— Data in this exercise —
* * * * * * *
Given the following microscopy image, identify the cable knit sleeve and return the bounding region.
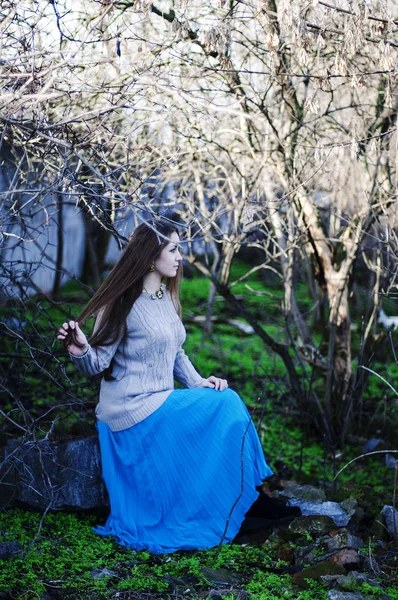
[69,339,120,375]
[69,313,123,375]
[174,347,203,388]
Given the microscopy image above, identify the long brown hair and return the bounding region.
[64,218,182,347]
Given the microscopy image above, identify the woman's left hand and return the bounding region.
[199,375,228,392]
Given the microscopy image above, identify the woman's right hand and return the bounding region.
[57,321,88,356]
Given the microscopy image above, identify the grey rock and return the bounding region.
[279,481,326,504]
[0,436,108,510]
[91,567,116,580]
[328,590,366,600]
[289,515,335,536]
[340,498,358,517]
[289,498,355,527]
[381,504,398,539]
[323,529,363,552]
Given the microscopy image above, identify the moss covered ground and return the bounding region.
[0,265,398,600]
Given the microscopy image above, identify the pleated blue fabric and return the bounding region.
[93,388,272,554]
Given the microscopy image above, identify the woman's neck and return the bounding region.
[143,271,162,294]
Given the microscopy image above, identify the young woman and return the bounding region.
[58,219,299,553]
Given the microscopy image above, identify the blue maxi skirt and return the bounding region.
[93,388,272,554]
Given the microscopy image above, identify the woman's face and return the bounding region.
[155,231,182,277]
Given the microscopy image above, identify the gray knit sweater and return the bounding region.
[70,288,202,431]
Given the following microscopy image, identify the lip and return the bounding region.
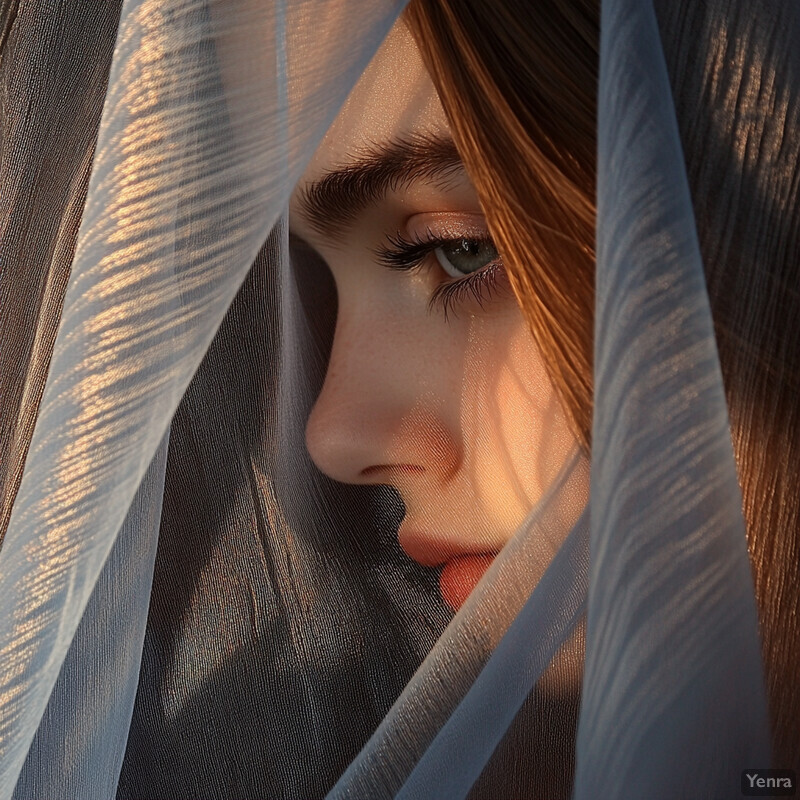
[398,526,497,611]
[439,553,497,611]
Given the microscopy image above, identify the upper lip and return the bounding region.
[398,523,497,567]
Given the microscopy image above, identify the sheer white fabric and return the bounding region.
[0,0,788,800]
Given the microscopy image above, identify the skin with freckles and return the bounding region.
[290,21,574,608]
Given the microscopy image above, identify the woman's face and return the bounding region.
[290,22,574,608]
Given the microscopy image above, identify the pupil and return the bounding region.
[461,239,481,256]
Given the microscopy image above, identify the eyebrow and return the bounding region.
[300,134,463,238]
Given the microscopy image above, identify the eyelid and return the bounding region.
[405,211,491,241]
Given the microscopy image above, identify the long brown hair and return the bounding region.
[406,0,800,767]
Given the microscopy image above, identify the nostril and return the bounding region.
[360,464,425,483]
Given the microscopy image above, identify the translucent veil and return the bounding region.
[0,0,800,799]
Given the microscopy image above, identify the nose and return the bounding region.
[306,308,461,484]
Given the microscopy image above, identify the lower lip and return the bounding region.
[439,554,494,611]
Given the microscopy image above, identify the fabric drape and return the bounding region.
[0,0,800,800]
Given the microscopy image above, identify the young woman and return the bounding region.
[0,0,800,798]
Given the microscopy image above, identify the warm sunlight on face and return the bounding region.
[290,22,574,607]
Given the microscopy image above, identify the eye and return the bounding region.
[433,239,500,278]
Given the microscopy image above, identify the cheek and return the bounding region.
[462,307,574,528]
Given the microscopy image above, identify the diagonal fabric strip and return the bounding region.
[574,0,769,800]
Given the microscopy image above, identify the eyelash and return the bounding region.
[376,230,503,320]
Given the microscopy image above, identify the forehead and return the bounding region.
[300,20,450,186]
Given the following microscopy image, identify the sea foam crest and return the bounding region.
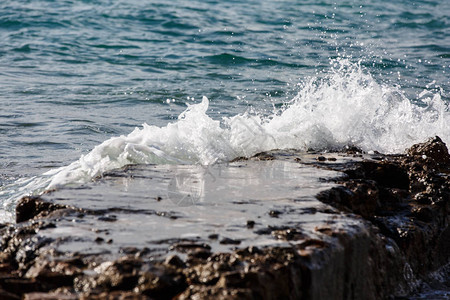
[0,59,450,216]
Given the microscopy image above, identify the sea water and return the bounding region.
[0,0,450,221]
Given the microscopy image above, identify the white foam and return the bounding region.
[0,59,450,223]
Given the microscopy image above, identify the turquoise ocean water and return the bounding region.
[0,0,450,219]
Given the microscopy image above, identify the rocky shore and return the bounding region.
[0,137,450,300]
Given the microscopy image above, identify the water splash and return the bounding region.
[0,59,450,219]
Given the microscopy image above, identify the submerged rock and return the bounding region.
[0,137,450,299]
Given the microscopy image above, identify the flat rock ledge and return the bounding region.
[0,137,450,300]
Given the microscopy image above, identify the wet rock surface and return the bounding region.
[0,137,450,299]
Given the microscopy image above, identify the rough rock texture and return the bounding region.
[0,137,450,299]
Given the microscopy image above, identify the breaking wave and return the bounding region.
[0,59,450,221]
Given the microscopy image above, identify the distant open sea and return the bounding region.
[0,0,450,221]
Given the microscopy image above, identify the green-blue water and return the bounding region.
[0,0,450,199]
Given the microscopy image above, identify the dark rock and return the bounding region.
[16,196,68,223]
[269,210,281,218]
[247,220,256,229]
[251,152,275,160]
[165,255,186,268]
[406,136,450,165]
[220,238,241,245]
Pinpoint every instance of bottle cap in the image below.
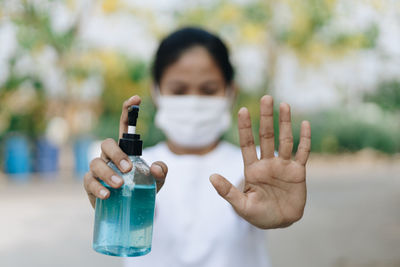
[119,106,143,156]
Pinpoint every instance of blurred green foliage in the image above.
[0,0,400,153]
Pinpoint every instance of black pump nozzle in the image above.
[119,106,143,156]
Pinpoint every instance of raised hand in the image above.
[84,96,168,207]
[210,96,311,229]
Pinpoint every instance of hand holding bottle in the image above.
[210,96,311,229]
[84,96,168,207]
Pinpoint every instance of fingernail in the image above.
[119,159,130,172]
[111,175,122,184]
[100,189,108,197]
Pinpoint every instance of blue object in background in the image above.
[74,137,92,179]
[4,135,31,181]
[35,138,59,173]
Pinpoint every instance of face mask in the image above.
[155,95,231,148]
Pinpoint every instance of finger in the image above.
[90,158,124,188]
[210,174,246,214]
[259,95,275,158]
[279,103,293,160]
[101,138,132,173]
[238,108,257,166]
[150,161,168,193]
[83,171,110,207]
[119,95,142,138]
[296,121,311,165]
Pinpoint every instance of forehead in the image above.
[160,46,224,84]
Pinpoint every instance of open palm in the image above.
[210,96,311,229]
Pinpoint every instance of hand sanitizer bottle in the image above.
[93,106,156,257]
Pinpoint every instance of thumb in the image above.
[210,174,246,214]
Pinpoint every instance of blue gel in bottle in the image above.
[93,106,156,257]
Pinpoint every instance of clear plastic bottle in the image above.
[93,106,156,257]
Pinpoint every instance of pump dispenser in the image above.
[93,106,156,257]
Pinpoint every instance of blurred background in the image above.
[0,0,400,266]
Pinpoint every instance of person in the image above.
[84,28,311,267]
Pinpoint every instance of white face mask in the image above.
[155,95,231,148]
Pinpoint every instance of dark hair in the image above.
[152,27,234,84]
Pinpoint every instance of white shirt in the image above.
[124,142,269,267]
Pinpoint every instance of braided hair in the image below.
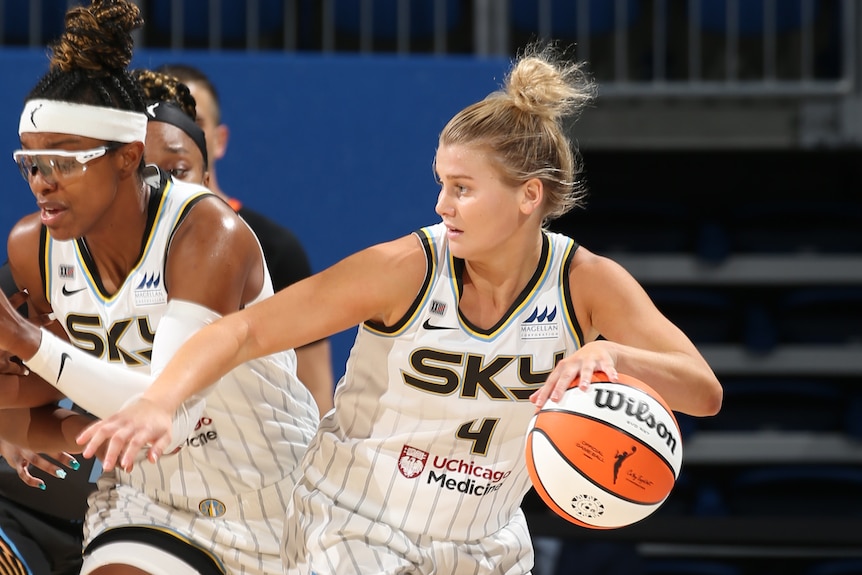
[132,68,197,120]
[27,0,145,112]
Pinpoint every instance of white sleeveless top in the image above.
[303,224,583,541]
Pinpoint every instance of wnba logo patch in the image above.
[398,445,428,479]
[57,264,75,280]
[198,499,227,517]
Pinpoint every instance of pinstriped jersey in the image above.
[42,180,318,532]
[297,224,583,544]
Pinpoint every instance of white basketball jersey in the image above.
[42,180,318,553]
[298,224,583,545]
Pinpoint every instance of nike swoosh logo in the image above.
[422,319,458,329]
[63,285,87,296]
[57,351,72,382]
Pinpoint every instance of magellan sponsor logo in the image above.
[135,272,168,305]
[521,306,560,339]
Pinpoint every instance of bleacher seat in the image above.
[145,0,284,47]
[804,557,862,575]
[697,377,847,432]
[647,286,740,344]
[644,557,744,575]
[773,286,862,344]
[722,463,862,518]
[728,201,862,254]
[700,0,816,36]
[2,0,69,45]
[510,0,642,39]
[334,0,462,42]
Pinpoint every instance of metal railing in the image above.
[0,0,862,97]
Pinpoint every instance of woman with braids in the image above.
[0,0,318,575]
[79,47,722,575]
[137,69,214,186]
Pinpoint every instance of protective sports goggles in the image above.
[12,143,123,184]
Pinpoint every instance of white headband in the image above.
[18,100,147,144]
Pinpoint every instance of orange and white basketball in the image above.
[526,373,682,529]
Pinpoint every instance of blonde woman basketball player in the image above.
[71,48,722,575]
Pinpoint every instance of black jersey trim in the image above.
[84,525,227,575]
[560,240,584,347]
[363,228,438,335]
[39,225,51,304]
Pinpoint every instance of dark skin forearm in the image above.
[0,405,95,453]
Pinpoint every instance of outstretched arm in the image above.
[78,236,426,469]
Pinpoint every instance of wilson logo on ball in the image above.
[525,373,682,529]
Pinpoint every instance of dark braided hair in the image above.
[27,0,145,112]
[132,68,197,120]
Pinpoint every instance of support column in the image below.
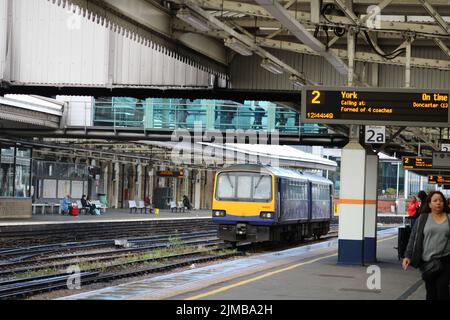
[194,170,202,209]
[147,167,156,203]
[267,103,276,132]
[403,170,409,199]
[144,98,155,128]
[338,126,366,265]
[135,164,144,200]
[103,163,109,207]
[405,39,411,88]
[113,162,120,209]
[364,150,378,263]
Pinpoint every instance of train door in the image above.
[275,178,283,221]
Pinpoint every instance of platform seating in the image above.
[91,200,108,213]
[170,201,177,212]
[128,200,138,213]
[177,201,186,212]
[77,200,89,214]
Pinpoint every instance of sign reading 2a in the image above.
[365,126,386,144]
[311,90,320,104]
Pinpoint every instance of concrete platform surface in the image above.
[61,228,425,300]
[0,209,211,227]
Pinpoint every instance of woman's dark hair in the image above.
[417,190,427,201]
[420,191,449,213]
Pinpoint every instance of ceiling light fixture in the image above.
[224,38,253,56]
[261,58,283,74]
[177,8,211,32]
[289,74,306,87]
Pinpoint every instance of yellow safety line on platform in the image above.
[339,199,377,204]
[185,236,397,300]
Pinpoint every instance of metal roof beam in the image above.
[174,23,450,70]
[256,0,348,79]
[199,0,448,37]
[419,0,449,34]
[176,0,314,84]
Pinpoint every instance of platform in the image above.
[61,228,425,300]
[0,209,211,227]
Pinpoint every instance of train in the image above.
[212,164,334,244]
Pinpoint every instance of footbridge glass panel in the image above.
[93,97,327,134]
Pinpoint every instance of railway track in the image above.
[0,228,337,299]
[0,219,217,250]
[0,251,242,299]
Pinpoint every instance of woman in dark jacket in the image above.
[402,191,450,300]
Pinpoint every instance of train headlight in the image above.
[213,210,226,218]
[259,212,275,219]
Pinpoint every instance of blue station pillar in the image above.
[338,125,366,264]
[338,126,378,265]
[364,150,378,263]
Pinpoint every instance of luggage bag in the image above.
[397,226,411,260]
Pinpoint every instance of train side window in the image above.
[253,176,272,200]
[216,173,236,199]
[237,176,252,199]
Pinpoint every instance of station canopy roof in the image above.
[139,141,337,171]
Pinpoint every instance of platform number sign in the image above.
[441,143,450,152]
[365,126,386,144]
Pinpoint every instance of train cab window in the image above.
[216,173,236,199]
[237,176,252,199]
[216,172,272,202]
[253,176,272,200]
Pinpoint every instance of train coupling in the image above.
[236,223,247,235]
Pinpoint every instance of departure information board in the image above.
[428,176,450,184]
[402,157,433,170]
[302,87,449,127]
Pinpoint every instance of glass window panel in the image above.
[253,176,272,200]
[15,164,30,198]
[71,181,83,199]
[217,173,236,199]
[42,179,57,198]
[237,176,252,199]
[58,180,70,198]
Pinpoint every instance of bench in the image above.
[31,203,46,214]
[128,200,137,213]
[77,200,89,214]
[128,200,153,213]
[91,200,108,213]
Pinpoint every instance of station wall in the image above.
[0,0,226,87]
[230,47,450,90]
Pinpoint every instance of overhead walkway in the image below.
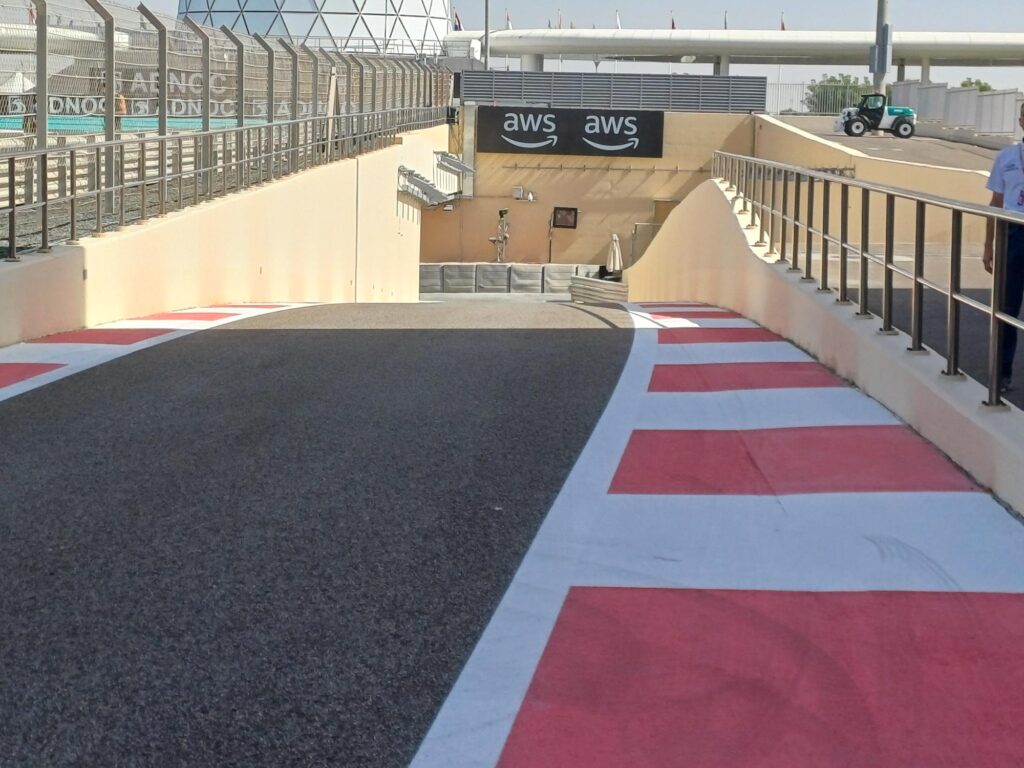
* * * * * * *
— Stated goal —
Display every line of the material above that contains the word "foam". Case counts, so match uppercase and lowercase letters exactly.

— Written answer —
Given the following microscopy image, identify the sea foam crest and return the bounding region.
Given the microscopy image above, identify the white foam and return the bounding region.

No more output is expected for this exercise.